-- Data to examine follows --
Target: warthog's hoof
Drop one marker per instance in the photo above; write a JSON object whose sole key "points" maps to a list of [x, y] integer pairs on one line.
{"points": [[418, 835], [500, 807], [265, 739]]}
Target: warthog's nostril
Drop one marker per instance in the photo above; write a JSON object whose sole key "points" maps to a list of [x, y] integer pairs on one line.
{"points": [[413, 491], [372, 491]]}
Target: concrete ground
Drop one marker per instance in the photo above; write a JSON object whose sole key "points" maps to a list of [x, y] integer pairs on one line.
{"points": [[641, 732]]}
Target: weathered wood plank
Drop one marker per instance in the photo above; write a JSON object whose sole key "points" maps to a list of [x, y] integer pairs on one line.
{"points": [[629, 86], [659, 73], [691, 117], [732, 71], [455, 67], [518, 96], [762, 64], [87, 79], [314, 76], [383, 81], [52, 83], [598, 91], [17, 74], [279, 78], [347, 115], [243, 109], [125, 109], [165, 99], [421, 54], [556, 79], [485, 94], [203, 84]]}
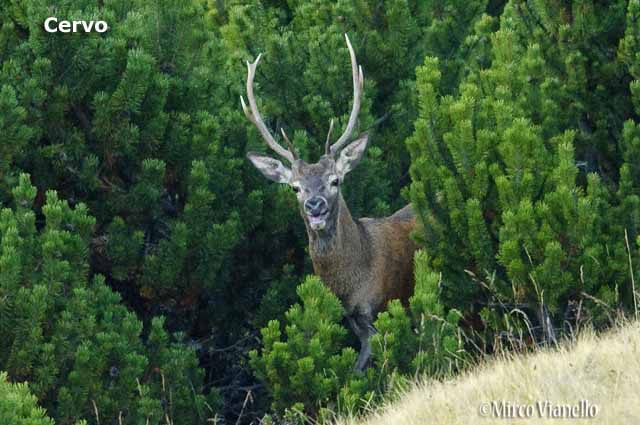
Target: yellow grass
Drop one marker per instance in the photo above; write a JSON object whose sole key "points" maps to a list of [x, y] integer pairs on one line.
{"points": [[603, 370]]}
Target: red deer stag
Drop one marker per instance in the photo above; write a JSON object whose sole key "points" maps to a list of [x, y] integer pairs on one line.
{"points": [[365, 262]]}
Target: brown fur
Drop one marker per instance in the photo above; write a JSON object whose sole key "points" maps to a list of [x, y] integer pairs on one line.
{"points": [[366, 262]]}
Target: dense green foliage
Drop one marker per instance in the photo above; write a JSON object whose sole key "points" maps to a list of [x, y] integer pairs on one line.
{"points": [[141, 254], [18, 406], [69, 335], [514, 176]]}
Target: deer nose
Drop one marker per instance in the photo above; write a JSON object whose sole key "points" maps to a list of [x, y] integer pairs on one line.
{"points": [[315, 205]]}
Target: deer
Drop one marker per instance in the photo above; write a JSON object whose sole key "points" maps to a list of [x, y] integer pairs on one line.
{"points": [[365, 262]]}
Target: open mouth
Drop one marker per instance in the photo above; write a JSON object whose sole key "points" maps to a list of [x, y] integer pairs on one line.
{"points": [[318, 221]]}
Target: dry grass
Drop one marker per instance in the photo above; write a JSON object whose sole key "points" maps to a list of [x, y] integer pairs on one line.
{"points": [[604, 370]]}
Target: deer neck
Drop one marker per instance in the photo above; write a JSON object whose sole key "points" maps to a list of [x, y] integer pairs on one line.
{"points": [[343, 238]]}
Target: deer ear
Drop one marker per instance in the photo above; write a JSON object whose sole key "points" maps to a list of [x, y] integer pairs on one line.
{"points": [[351, 155], [270, 168]]}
-- Data to examine concluded --
# What you are asked to do:
What are the lines of the data above that include the string "grass"? Copy them.

# Exercise response:
Target: yellow grass
Target: dry grass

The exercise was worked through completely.